THE PROBLEM =
Given the listing below, output exactly the line containing "OBJECT = dark" and every line after it through the end.

***

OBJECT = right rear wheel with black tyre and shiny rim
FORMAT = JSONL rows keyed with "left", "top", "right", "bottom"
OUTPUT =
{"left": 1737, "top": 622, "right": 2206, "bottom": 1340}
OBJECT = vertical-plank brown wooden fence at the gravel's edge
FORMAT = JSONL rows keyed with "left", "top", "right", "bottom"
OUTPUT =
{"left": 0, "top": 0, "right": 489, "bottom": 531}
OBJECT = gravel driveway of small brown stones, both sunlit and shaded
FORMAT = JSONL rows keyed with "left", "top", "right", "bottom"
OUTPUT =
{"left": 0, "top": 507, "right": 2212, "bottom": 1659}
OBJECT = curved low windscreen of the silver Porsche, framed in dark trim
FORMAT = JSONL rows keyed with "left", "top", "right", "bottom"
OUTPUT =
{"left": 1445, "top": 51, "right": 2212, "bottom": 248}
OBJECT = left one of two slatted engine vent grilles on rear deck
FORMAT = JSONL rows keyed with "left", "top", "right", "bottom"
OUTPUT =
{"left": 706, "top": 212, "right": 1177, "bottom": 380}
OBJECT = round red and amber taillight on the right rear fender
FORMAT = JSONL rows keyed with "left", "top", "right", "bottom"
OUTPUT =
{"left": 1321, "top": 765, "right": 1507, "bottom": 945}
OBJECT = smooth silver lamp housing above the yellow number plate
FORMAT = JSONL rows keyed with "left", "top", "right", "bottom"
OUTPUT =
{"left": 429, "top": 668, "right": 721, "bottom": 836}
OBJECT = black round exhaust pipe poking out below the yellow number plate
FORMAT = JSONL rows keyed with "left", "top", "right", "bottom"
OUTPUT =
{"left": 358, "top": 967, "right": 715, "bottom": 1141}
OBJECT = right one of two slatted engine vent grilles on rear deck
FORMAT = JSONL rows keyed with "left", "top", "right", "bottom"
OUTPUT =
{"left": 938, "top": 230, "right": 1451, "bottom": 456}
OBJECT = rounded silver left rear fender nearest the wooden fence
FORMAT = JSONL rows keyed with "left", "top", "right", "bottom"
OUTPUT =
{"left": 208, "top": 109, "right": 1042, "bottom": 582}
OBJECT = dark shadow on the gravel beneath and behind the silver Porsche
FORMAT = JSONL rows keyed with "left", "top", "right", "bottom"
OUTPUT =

***

WRITTEN SOLUTION =
OBJECT = dark shadow on the gravel beneath and behind the silver Porsche
FORMAT = JSONL rows keyed with "left", "top", "right", "bottom"
OUTPUT =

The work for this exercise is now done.